Greek-born architect (1937–2026)

Alexander Tzonis (Greek: Αλέξανδρος Τζώνης; 8 November 1937 – 1 March 2026) was a Greek-born French architect, author and researcher. He made contributions to architectural theory, history and design cognition, bringing together scientific and humanistic approaches in a synthesis. From 1975, he collaborated in most projects with Liane Lefaivre. In 1985, he founded and directed Design Knowledge Systems (DKS), a multidisciplinary research institute for the study of architectural theory and the development of design thinking tools at TU Delft. Tzonis is known for his work on the classical canon, history of the emergence and development of modern architectural thinking, creative design by analogy, and introducing the idea of critical regionalism.

== Background ==
Alexander Tzonis was born in Athens where he attended Athens College. His grandfather, Alexandros Tzonis, (1877–1951) architect, graduated from the Mimar Sinan Fine Arts University in Istanbul in 1901 and practiced in Thessaloniki during the Interwar period. His parents studied in Athens, Graz, and Vienna and were research associates at the Vivarium, Vienna (Prater) under Hans Leo Przibram and at the Kaiser-Wilhelm-Gesellschaft zur Förderung der Wissenschaften, Berlin under Max Hartmann. Between 1941 and 1945 his father, Konstantinos Tzonis, was professor of biology at the Aristotle University of Thessaloniki and his mother, Hariklia Xanthopoulos, the first female chemical engineer in Greece, were both active in politics and in the Greek Resistance.

Tzonis died on 1 March 2026, at the age of 88.

== Education ==
Tzonis studied architecture at the National Technical University of Athens (1956–1961). Between 1955 and 1956, he was instructed privately in painting by Spyros Papaloukas. and by Dimitris Pikionis, by then retired from active teaching at Athens Polytechnic. During his studies in the Polytechnic (1956–61), Tzonis worked in parallel as a stage designer in the theatre and cinema, (as art director of Jules Dassin-directed film, Never on Sunday, 1960) and assisted the painter and stage designer Yannis Tsarouchis.

In 1961, he moved to the United States as a Fulbright and Ford Fellow, where he pursued his studies at Yale University, briefly at the Drama School, and soon after in the School of Art and Architecture under Paul Rudolph, Shadrach Woods, Robert Venturi, and Serge Chermayeff.

== Career ==
In 1965, with sponsorship from the Twentieth Century Fund, he was appointed a fellow at Yale, where he carried out research on Planning and Design Methodology in collaboration with Chermayeff with whom he went on to co-author The Shape of Community (1972).

#### Dataset:
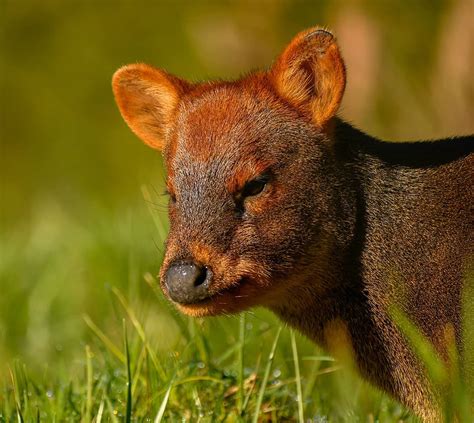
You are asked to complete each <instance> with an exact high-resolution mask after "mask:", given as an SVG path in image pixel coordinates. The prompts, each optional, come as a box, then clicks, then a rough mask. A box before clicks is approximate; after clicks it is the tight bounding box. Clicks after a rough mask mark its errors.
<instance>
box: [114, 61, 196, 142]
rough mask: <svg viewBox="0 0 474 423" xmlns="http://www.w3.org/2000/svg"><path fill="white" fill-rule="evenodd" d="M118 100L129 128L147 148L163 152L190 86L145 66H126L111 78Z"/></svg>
mask: <svg viewBox="0 0 474 423" xmlns="http://www.w3.org/2000/svg"><path fill="white" fill-rule="evenodd" d="M112 88H113V91H114V95H115V101H116V102H117V105H118V107H119V109H120V113H121V114H122V116H123V118H124V119H125V122H127V124H128V126H129V127H130V129H131V130H132V131H133V132H134V133H135V134H136V135H137V136H138V137H139V138H140V139H141V140H142V141H143V142H144V143H145V144H147V145H149V146H150V147H152V148H155V149H159V150H161V149H163V147H164V145H165V142H166V138H167V134H168V131H169V128H170V127H171V124H172V120H173V119H174V115H175V112H176V109H177V106H178V103H179V100H180V97H181V96H182V95H183V94H184V93H185V92H186V90H187V89H188V88H189V84H188V83H187V82H185V81H183V80H181V79H178V78H176V77H174V76H172V75H169V74H167V73H166V72H164V71H162V70H160V69H156V68H154V67H152V66H148V65H145V64H134V65H127V66H124V67H122V68H120V69H119V70H118V71H117V72H115V74H114V76H113V78H112Z"/></svg>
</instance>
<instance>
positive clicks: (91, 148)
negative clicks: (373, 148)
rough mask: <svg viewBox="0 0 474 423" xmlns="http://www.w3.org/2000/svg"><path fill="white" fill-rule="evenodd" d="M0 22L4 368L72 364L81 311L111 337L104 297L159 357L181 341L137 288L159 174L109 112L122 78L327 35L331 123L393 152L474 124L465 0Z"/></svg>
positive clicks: (1, 210)
mask: <svg viewBox="0 0 474 423" xmlns="http://www.w3.org/2000/svg"><path fill="white" fill-rule="evenodd" d="M0 19H1V22H0V31H1V35H2V37H1V43H2V44H1V50H0V53H1V61H0V63H1V68H0V87H1V90H0V106H1V121H0V140H1V156H0V160H1V162H0V183H1V186H0V206H1V219H0V225H1V226H0V230H1V234H0V243H1V244H0V363H2V364H0V367H3V364H5V363H10V362H11V361H12V359H13V358H16V357H20V358H21V359H22V360H24V361H25V362H27V363H28V365H29V366H30V367H32V368H36V369H42V368H44V367H45V366H52V365H53V363H57V362H58V360H59V361H61V362H63V363H68V362H70V360H73V359H75V358H76V357H77V356H78V355H79V354H82V353H83V347H84V345H85V343H87V342H89V340H90V338H91V337H92V336H93V335H92V334H91V331H90V329H89V328H88V327H87V325H86V324H85V323H84V320H83V316H84V315H85V314H87V315H89V316H91V318H92V319H93V321H94V322H96V324H97V325H99V326H100V327H101V328H103V329H104V330H105V331H108V332H109V333H115V332H118V336H120V330H121V325H120V323H117V322H119V321H120V316H119V314H120V313H118V312H117V310H116V305H115V303H114V301H113V300H112V297H113V296H112V295H111V291H110V287H118V288H119V289H120V290H121V291H122V292H124V295H125V296H126V297H127V298H128V299H129V301H130V302H131V303H132V304H134V306H135V307H136V309H137V310H138V311H139V312H138V314H139V315H140V317H143V319H144V320H145V322H146V324H147V330H148V331H149V333H150V334H151V335H152V336H154V339H155V341H156V344H157V348H162V349H164V350H166V349H167V348H169V346H170V345H172V344H173V342H174V341H173V340H174V339H175V338H176V337H179V329H178V328H177V327H176V325H174V324H173V320H172V319H171V318H169V317H167V316H169V315H170V314H173V313H174V312H173V311H172V310H171V309H170V308H169V307H168V306H167V305H165V304H164V303H161V302H157V301H156V299H154V298H153V297H152V296H151V295H150V292H151V291H150V287H149V286H148V285H147V284H146V283H145V282H144V278H143V275H146V274H149V275H156V274H157V273H158V269H159V264H160V259H161V253H162V243H163V237H164V233H165V231H166V198H164V197H163V195H162V192H163V191H164V174H163V170H162V163H161V158H160V156H159V154H158V153H156V152H155V151H152V150H150V149H148V148H147V147H145V146H144V145H143V144H141V143H140V142H139V140H138V139H137V138H136V137H135V136H134V135H133V134H132V133H131V132H130V131H129V129H128V128H127V127H126V125H125V123H124V122H123V121H122V119H121V117H120V115H119V112H118V110H117V108H116V106H115V103H114V100H113V97H112V92H111V88H110V80H111V76H112V74H113V72H114V71H115V70H116V69H117V68H118V67H120V66H122V65H124V64H127V63H132V62H146V63H150V64H153V65H156V66H158V67H163V68H165V69H166V70H168V71H170V72H172V73H176V74H177V75H180V76H182V77H185V78H189V79H191V80H203V79H207V78H212V77H223V78H236V77H238V76H239V75H241V74H243V73H245V72H247V71H249V70H251V69H255V68H262V67H267V66H269V65H270V63H271V61H272V60H273V58H274V57H275V56H276V55H277V54H278V52H279V51H280V50H281V49H282V48H283V47H284V46H285V45H286V43H288V42H289V41H290V39H291V38H292V37H293V36H294V35H295V34H296V33H297V32H298V31H300V30H302V29H304V28H307V27H310V26H314V25H323V26H327V27H328V28H330V29H332V30H334V31H335V33H336V35H337V36H338V39H339V43H340V46H341V49H342V52H343V55H344V57H345V59H346V62H347V63H346V64H347V68H348V86H347V91H346V96H345V99H344V102H343V106H342V108H341V111H340V114H341V116H342V117H344V118H346V119H348V120H350V121H351V122H353V123H354V124H356V125H357V126H359V127H361V128H363V129H364V130H366V131H367V132H369V133H371V134H373V135H375V136H378V137H380V138H384V139H391V140H402V139H415V138H418V139H425V138H434V137H438V138H440V137H446V136H450V135H455V134H466V133H469V132H473V128H474V123H473V119H472V118H473V110H474V83H473V77H472V75H473V74H474V72H473V63H474V51H473V45H474V42H473V25H472V22H473V2H472V1H470V0H452V1H441V0H430V1H428V0H424V1H414V2H400V1H371V2H368V1H367V2H363V1H349V0H346V1H342V0H340V1H306V2H304V1H269V0H268V1H187V2H186V1H151V0H150V1H144V0H138V1H131V0H130V1H105V0H104V1H92V0H90V1H88V0H84V1H79V0H67V1H66V0H0ZM156 222H158V224H156ZM147 277H148V279H149V276H147ZM266 318H268V316H266V317H265V319H266ZM215 322H216V320H211V321H210V323H209V325H210V327H211V328H212V325H215V324H216V323H215ZM308 348H310V347H308ZM3 370H4V369H3ZM3 370H0V375H1V374H2V371H3Z"/></svg>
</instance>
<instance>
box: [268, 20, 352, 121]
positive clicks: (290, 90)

#### What is required:
Write the next few sentences of the Alexander Tzonis biography above, picking up right after its final sentence about his Yale fellowship.

#### Task output:
In 1968 he was appointed at the Graduate School of Design at Harvard University by Jerzy Soltan and Josep Lluis Sert as assistant professor and in 1975 he became associate professor. He taught and did advanced research in analytical design methods in association with Walter Isard and Ovadia Salama, receiving outside advice from Anatol Rapaport and Seymour Papert. In collaboration with Ovadia Salama, he introduced the newly developed method ELECTRE for multi-criteria evaluation of design projects (1975).

In 1972, he was invited by the French Ministry of Culture to spend a year in France (Strasbourg) where he taught, researched, and wrote, joined by Liane Lefaivre (married in 1973), and working closely with the young generation of French architecture critics and historians (Bruno Fortier, Philip Boudon).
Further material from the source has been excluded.